**Exercise directions**:
Rewrite every line of the items below as a JSON list of strings, with one string per line and no blank lines.

**Records for processing**:
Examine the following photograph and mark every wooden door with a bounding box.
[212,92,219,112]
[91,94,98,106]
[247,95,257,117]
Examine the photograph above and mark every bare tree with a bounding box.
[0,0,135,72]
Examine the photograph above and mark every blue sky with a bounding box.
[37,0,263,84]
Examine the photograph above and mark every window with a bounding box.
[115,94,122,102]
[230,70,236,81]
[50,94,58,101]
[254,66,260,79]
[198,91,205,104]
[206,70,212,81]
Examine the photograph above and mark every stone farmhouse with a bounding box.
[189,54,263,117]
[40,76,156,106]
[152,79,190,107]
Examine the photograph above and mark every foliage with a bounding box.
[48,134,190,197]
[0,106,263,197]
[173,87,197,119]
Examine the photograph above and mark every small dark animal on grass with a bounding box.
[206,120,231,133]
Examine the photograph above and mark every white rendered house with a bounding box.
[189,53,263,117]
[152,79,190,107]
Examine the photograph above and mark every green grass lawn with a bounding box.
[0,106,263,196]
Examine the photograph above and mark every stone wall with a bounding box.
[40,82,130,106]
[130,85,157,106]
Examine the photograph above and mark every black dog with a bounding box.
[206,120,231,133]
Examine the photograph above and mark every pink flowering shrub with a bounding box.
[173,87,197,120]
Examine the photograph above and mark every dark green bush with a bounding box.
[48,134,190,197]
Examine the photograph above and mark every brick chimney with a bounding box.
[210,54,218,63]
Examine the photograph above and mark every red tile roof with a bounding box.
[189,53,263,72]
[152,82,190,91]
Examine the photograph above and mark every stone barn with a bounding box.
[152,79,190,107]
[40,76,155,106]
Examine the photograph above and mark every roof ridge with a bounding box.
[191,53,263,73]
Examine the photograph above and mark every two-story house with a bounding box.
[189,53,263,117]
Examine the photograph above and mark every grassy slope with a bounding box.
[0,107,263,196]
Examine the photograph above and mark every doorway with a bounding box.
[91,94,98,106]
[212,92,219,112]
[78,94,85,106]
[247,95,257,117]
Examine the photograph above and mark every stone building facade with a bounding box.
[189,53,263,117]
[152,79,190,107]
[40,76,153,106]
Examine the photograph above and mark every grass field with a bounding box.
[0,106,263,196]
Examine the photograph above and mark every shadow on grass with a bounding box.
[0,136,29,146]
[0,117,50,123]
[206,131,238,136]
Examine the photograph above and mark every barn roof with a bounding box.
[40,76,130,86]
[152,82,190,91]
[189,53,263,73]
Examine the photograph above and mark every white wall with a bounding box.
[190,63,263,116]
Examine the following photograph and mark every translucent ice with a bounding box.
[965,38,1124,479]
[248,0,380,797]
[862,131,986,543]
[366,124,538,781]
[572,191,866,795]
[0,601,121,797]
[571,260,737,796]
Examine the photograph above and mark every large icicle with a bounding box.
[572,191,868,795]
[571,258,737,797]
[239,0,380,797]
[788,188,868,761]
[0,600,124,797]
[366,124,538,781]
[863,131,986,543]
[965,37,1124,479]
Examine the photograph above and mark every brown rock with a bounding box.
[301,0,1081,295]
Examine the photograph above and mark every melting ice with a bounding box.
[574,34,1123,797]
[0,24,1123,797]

**Task output**:
[
  "Examine the following photograph and mark every wooden door with a bounding box.",
  "[212,92,219,112]",
  "[91,94,98,106]",
  "[247,95,257,117]",
  "Examine the photograph above and mark every bare tree with a bounding box.",
  "[0,0,135,72]",
  "Examine the photograph above and mark every blue sky with a bounding box.",
  "[37,0,263,84]",
  "Examine the photograph above and mark every window with a bounding box.",
  "[115,94,122,102]",
  "[230,70,236,81]",
  "[50,94,58,101]",
  "[254,66,260,79]",
  "[198,91,205,104]",
  "[206,70,212,81]",
  "Examine the photograph above and mark every stone farmhouse with a bounding box.",
  "[189,54,263,117]",
  "[40,76,156,106]",
  "[152,79,190,107]",
  "Examine the photograph above and mark every foliage with a bounding box.",
  "[48,134,190,197]",
  "[0,106,263,197]",
  "[173,87,197,119]",
  "Examine the photograph above and mark every small dark animal on grass with a bounding box.",
  "[206,120,231,133]",
  "Examine the photograph above and mark every white rendered house with a bounding box.",
  "[189,53,263,117]",
  "[152,79,190,107]",
  "Examine the photograph above and mark every green grass lawn with a bounding box.",
  "[0,106,263,196]",
  "Examine the photograph above and mark every stone wall with a bounding box.",
  "[40,82,130,106]",
  "[130,85,157,106]",
  "Examine the photograph above and mark every black dog with a bounding box.",
  "[206,120,231,133]",
  "Examine the photograph above and mark every pink flowering shrub with a bounding box.",
  "[173,87,197,120]",
  "Examine the photograph above and mark every dark green bush with a bounding box.",
  "[48,134,190,197]",
  "Examine the photograph above and mark every brick chimney with a bounding box.",
  "[210,54,218,63]",
  "Examine the photograph above and mark every red tile roof with a bounding box.",
  "[189,53,263,72]",
  "[152,82,190,91]",
  "Examine the photograph above and mark every stone barn with a bounding box.",
  "[152,79,190,107]",
  "[40,76,155,106]",
  "Examine the photograph above and mark every roof ridge with a bounding box.",
  "[191,53,263,73]",
  "Examine the photograph above and mark every two-story house with a bounding box.",
  "[189,53,263,117]",
  "Examine the photograph above and mark every grassy slope with a bounding box.",
  "[0,107,263,196]",
  "Examine the photograph above and mark every doorway with a bounding box.",
  "[91,94,98,106]",
  "[212,92,219,112]",
  "[78,94,85,106]",
  "[247,95,257,117]",
  "Examine the photograph above and mark every stone building facade with a bounding box.",
  "[189,53,263,117]",
  "[152,79,190,107]",
  "[40,76,153,106]",
  "Examine the photograph above and mark every grass field with a bounding box.",
  "[0,106,263,196]",
  "Examine the photograph above and mark every shadow on grass with a bounding box.",
  "[0,136,29,146]",
  "[0,117,50,123]",
  "[206,131,238,136]",
  "Examine the photograph above and mark every barn roof with a bounding box.",
  "[40,76,130,86]",
  "[152,82,190,91]",
  "[189,53,263,73]",
  "Examine the photograph above and mark every white wall with a bounding box.",
  "[190,63,263,116]",
  "Examine the following photograph and mark every translucent ice with a bounding box.",
  "[965,38,1124,479]",
  "[248,0,380,797]",
  "[862,131,986,543]",
  "[366,124,538,781]",
  "[572,191,866,795]",
  "[0,601,121,797]",
  "[571,260,737,796]",
  "Examine the photograph above and mark every large icicle with a bounding box.",
  "[572,191,868,795]",
  "[571,258,737,797]",
  "[239,0,380,797]",
  "[788,188,868,761]",
  "[0,600,124,797]",
  "[366,124,538,781]",
  "[863,131,986,543]",
  "[965,37,1124,479]",
  "Examine the photograph above and mark every brown rock with a bounding box.",
  "[301,0,1081,295]",
  "Examine the photograph above and mark every melting ice with a bounding box.",
  "[574,34,1123,797]",
  "[0,24,1123,797]"
]